▶ [PAGE TEXT]:
India, thanks in part to its geography, and in part to the vision of its former leaders, has so far been fortunate enough to be left out of this Great Game. Had it been drawn in, it's more than likely that our democracy, such as it is, would not have survived. Today, as some of us watch in horror, the Indian government is furiously gyrating its hips, begging the US to set up its base in India rather thanPakistan. Having had this ringside view of Pakistan's sordid fate, it isn't just odd, it's unthinkable that India should want to do this. Any Third World country with a fragile economy and a complex social base should know by now that to invite a superpower like America in (whether it says it's staying or just passing through) would be like inviting a brick to drop through your windscreen.

In the media blitz that followed the September 11 events, no mainstream TV station thought it fit to tell the story of America's involvement with Afghanistan. So, to those unfamiliar with the story, the coverage of the attacks could have been moving, disturbing and perhaps to cynics, self-indulgent. However, to those of us who are familiar with Afghanistan's recent history, American television coverage and the rhetoric of the "International Coalition Against Terror" is just plain insulting. America's 'free press' like its 'free market' has a lot to account for.

▶ [DATASET EXCERPTS]:
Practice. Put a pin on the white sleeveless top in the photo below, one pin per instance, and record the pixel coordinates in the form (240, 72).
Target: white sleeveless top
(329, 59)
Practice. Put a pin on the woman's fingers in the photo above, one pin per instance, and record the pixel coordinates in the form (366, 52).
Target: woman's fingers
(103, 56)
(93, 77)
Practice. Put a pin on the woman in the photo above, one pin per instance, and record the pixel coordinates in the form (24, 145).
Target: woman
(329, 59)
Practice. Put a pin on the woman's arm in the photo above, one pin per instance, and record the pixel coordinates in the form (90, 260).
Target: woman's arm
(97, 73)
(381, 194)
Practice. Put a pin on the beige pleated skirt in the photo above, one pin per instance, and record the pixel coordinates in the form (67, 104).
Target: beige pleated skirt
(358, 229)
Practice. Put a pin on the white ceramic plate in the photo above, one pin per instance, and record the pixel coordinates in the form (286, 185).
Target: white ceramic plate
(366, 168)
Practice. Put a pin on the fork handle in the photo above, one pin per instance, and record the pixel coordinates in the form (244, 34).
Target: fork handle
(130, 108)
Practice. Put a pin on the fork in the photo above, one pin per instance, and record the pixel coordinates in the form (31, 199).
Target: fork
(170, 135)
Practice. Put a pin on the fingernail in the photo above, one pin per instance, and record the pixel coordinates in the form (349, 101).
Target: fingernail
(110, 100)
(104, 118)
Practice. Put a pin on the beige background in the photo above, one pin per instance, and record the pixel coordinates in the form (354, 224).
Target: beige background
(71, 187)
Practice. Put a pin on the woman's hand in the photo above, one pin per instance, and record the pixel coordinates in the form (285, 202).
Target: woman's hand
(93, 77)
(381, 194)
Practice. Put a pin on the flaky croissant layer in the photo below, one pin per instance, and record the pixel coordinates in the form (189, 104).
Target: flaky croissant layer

▶ [WORK ORDER]:
List every phrase that the page text puts inside quotation marks, whether single or double.

▶ [TASK RESULT]:
- International Coalition Against Terror
- free press
- free market